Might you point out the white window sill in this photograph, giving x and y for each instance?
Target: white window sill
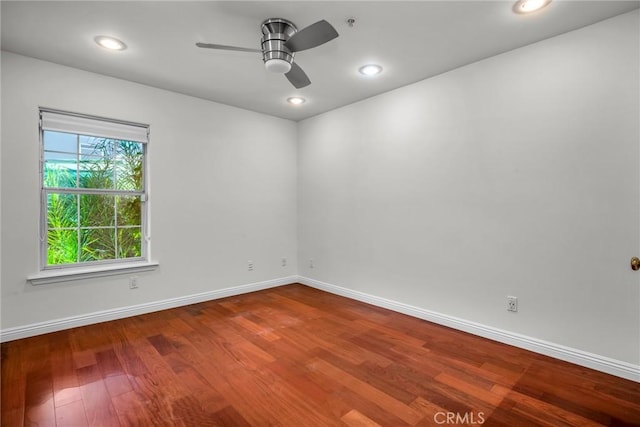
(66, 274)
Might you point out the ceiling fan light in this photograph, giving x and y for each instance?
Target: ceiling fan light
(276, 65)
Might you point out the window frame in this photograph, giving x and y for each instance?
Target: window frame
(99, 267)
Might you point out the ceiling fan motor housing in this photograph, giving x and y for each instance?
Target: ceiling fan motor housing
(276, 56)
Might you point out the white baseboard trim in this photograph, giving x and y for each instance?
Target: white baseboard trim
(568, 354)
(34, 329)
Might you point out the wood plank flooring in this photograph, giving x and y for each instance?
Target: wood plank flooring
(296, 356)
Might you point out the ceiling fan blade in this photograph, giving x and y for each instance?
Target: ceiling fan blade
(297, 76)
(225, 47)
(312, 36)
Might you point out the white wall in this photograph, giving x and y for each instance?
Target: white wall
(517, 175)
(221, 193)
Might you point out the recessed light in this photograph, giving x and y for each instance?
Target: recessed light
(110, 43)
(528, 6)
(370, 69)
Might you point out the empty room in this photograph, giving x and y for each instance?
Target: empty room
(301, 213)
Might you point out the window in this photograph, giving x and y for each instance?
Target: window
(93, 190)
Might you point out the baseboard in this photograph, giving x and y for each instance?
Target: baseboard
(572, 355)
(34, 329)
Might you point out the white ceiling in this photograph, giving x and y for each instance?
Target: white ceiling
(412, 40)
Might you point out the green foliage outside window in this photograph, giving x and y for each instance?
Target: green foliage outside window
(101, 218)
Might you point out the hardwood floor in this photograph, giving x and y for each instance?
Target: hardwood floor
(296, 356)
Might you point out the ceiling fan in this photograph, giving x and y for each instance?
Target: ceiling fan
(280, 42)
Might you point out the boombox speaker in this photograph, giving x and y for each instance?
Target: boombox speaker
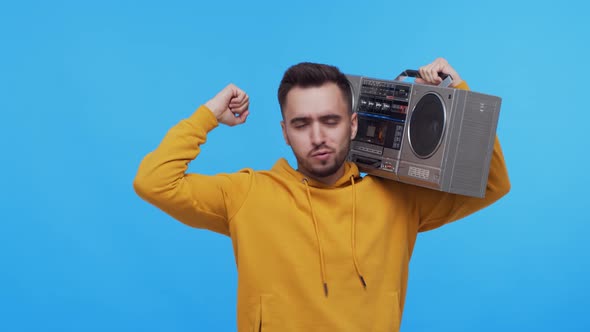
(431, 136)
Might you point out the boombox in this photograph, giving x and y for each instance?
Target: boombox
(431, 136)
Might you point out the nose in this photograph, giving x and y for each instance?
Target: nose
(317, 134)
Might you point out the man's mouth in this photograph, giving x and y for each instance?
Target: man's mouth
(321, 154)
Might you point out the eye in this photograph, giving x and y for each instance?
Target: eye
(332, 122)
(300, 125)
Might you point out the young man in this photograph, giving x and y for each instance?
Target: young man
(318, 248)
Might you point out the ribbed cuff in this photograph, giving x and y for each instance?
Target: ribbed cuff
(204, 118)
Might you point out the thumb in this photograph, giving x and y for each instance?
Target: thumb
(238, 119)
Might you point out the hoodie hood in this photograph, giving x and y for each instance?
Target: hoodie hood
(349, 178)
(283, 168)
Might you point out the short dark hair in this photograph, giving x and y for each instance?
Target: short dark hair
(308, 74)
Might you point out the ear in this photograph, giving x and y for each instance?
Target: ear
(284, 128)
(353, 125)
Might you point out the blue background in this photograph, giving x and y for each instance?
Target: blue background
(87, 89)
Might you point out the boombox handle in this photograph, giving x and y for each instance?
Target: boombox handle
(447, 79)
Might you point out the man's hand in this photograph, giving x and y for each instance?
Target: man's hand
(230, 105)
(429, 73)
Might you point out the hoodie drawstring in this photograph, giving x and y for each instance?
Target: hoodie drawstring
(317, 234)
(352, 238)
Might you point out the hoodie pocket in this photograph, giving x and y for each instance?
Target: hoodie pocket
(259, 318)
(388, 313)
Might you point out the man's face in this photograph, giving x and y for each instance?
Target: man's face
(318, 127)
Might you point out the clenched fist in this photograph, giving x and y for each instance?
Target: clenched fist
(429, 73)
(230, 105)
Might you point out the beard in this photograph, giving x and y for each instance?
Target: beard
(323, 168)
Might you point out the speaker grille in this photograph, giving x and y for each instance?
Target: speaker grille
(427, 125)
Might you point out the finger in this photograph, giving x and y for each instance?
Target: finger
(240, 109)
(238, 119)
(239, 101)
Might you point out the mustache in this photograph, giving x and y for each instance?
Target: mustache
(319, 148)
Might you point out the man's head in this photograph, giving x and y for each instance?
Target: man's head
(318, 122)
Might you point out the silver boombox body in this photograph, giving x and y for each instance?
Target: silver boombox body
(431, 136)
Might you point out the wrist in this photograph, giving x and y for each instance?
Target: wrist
===============
TASK INSTRUCTIONS: If a line in the material contains the word "wrist", copy that line.

TASK SOLUTION:
Might you point out the wrist in this photograph, giving x and y for each instance?
Target: wrist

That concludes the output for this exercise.